WORK REQUIRED ▸ Pull out every line of the records below that contains the word "auburn", matching case exactly. Copy each of those lines in full.

[Stored items]
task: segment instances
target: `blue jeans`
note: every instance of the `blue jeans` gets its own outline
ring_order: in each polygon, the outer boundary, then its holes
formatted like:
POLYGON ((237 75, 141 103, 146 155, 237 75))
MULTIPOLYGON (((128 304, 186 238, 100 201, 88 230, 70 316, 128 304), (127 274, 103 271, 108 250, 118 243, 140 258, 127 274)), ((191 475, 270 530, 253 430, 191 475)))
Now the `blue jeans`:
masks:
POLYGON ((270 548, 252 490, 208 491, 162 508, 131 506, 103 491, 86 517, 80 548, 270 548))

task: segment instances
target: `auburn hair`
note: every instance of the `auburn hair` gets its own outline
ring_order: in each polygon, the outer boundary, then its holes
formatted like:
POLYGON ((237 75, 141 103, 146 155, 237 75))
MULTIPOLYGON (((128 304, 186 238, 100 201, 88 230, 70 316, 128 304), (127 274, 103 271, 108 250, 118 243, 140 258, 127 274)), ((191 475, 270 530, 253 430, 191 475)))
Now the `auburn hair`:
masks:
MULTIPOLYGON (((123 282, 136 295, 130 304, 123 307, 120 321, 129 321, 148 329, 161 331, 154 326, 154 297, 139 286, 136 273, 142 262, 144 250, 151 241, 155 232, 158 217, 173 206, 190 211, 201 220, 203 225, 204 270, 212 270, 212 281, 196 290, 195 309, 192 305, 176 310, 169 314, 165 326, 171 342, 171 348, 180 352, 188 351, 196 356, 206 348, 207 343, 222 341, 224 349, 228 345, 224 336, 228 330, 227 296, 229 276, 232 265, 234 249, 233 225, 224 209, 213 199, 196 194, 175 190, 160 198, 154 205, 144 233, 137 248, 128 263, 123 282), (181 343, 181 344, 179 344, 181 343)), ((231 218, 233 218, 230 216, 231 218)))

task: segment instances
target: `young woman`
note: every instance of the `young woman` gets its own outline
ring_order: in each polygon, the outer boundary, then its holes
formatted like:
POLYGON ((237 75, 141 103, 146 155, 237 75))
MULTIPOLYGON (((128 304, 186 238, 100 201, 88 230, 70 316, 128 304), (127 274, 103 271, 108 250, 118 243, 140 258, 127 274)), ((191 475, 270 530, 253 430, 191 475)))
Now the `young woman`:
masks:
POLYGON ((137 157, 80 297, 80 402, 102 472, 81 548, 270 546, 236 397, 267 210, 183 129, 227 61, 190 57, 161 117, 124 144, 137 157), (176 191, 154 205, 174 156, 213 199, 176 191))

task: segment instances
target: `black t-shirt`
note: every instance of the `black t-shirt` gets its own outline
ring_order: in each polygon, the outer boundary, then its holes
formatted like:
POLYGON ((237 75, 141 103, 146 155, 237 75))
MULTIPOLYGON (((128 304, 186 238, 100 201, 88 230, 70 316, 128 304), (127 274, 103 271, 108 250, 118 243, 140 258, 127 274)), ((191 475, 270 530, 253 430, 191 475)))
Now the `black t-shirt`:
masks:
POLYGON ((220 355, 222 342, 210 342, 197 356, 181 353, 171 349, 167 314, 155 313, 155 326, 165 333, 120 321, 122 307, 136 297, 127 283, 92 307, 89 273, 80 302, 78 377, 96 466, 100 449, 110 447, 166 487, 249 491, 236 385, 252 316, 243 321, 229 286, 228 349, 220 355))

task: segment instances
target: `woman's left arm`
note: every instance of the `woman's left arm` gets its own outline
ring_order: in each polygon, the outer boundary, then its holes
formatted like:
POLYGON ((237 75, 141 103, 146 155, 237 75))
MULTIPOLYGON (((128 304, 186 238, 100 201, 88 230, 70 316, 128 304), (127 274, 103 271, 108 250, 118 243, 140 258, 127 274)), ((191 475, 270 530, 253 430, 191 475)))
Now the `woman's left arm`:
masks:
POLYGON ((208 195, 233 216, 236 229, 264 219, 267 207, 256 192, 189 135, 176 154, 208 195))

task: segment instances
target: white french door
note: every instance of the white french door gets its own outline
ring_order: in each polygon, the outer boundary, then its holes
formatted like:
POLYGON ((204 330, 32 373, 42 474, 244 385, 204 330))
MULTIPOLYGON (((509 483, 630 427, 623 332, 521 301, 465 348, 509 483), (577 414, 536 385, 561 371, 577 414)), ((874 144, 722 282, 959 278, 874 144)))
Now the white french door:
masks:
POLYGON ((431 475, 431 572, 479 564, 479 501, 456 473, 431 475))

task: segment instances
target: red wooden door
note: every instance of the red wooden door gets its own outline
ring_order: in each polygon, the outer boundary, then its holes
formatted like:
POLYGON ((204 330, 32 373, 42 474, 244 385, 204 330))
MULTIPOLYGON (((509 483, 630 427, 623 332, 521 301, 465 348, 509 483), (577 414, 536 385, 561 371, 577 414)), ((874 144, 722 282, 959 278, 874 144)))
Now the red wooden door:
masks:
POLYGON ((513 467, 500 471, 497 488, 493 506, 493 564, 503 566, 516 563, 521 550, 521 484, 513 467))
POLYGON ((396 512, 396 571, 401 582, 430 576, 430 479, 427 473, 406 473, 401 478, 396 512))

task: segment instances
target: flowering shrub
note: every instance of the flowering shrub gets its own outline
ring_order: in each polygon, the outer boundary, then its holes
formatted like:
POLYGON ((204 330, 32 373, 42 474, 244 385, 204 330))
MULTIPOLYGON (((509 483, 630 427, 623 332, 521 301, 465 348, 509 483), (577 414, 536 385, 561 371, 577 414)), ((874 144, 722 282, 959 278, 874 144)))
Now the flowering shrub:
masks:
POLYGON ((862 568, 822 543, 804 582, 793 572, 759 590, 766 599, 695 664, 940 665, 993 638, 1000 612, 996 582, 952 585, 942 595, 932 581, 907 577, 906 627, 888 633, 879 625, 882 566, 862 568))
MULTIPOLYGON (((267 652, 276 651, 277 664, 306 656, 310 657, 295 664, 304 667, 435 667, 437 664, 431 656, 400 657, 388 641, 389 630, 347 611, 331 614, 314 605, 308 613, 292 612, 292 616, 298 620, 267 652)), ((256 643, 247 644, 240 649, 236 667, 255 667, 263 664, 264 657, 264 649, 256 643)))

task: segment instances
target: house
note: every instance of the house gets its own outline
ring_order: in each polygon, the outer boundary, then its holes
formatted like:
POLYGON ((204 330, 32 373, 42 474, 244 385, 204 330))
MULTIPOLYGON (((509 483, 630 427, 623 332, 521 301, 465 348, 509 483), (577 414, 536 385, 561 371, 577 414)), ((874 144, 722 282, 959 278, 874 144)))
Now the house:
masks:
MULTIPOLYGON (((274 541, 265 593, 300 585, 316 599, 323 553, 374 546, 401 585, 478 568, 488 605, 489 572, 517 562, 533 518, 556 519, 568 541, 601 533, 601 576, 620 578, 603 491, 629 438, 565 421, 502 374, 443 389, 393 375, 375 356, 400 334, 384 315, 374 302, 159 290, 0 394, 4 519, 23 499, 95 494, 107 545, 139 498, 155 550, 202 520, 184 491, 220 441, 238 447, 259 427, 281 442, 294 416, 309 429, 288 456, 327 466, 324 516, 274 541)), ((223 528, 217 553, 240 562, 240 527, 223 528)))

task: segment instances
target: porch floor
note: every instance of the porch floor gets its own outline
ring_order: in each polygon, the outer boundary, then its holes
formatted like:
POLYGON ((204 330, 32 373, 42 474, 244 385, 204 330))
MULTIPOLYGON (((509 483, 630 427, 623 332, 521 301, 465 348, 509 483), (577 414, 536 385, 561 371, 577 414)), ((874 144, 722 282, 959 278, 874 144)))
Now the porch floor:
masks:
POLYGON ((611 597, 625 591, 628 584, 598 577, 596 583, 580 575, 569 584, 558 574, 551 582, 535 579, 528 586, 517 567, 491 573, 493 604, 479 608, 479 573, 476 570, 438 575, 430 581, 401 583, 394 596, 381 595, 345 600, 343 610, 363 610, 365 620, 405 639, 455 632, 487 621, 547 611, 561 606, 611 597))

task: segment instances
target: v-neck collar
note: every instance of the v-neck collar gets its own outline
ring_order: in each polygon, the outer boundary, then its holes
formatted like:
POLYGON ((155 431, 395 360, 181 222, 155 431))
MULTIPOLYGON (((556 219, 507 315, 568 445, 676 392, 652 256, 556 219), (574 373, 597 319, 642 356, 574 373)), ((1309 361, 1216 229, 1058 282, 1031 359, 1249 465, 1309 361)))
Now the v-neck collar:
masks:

WRITTEN REPLY ▸
target: `auburn hair`
note: every instance of the `auburn hair` gets its own outline
Now the `auburn hair`:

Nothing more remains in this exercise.